### Problem details
Only the lines from the one containing "[indicate] the building" through the final line of the material below should be output, exactly as they stand.

_ _ _ _

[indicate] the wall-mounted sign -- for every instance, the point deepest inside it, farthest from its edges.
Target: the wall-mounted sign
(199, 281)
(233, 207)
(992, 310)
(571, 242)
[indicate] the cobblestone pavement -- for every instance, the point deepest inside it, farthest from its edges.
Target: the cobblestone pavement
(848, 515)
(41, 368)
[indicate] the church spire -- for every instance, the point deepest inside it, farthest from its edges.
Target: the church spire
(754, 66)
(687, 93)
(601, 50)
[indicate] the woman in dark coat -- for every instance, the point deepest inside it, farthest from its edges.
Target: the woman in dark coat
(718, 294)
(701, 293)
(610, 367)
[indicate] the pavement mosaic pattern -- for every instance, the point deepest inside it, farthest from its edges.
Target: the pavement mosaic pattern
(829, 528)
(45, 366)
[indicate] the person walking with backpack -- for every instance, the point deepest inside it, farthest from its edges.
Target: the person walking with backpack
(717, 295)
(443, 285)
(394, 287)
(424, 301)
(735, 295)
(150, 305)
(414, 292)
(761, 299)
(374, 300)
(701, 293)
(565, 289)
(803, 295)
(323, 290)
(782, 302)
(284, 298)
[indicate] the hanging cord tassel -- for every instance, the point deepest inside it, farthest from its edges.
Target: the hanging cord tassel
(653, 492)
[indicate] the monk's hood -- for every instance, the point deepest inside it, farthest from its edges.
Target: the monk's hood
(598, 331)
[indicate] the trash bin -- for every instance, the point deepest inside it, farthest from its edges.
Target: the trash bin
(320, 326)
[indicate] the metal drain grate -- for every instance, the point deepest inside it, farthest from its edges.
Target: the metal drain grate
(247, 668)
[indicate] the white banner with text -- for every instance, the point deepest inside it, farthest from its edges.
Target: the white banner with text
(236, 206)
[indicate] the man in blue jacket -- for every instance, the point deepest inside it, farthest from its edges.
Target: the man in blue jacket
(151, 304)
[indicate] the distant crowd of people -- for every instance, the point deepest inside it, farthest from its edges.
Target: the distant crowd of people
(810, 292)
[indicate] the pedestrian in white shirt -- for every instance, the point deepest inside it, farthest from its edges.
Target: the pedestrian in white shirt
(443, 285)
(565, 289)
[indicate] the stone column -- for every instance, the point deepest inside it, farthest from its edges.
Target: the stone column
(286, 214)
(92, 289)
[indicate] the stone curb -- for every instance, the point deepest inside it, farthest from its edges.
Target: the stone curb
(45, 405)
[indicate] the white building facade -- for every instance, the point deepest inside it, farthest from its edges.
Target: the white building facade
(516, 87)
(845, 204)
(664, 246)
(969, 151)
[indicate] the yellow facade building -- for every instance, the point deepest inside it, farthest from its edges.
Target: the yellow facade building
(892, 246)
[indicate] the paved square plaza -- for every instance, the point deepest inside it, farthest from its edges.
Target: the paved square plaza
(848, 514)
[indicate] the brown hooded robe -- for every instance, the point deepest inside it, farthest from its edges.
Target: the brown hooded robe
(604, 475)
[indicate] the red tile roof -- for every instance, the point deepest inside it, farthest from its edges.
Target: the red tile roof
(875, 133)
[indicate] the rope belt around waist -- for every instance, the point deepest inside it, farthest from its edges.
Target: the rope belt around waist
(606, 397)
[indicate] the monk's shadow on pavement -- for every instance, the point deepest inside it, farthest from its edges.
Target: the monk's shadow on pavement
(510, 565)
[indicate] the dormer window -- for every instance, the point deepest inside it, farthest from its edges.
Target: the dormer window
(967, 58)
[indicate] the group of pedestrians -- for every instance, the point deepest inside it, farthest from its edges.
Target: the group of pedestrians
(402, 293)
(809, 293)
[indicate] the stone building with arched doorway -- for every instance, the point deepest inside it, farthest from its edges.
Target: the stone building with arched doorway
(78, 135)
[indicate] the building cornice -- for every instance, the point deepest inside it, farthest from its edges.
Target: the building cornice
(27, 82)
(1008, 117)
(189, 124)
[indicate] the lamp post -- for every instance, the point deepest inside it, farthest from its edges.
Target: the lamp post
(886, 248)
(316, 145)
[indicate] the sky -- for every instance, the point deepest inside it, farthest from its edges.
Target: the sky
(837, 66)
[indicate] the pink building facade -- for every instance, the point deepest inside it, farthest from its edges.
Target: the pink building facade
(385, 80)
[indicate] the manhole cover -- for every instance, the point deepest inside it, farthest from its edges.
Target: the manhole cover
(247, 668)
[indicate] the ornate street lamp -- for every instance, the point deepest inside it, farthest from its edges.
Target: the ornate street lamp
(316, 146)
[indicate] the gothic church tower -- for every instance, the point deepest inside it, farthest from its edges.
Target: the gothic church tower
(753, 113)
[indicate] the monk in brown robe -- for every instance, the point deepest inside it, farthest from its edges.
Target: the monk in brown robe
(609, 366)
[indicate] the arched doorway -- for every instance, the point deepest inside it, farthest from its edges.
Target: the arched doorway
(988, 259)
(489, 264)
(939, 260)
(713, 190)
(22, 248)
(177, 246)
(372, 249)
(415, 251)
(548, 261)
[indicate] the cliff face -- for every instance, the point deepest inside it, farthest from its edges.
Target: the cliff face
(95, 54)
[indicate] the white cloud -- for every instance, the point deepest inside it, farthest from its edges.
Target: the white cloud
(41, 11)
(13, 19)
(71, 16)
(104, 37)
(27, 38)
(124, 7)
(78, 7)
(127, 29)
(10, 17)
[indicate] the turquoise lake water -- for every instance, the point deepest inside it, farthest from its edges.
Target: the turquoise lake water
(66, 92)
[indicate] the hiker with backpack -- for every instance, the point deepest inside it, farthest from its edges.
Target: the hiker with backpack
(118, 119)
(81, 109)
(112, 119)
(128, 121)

_ _ _ _

### Exercise response
[indicate] the building cornice -- for every instance, the point deepest inside it, farthest from its edges.
Target: the building cornice
(27, 82)
(1008, 117)
(189, 124)
[indicate] the lamp post -- for every instance, the point deepest inside it, farthest from its edges.
Target: the lamp post
(886, 248)
(316, 145)
[indicate] the sky -- for every instance, the point deepest inside it, farthest from its edges.
Target: the sky
(837, 66)
[indicate] the pink building facade -- for every instance, the point deepest inside it, farthest from its edges.
Target: the pink building facade
(385, 80)
[indicate] the manhole cover -- for every instance, the point deepest inside it, farthest from its edges.
Target: the manhole cover
(247, 668)
[indicate] the ornate street lamp -- for every instance, the point deepest inside it, farthest from its edges.
Target: the ornate street lamp
(316, 146)
[indicate] the gothic church tower -- for every instance, the point deepest inside it, farthest from its edges.
Target: the gothic church tower
(753, 113)
[indicate] the monk in brown robe -- for every instance, the point deepest inside it, farthest from its edges.
Target: the monk in brown robe
(609, 366)
[indicate] the arched doorway -- for every instance, the point deepest inside it, farthest from its edges.
Target: the arched doorway
(988, 259)
(489, 264)
(939, 260)
(713, 190)
(22, 248)
(177, 246)
(372, 249)
(415, 251)
(548, 261)
[indicate] the cliff face -- for every instance, the point deepest inside it, farthest from its edges.
Target: the cliff face
(95, 54)
[indicate] the white cloud -- for every instance, the point deepest inside it, farthest from its edges.
Target: the white cloud
(41, 11)
(13, 19)
(71, 16)
(104, 37)
(27, 38)
(124, 7)
(78, 7)
(127, 29)
(10, 17)
[indicate] the turquoise lake water -- for every instance, the point deepest inside it, farthest from its edges.
Target: the turquoise lake water
(66, 92)
[indicate] the hiker with backpack -- for every instance, the point deepest inside it, farthest from its edges.
Target: the hiker with backpack
(118, 119)
(81, 109)
(112, 119)
(128, 121)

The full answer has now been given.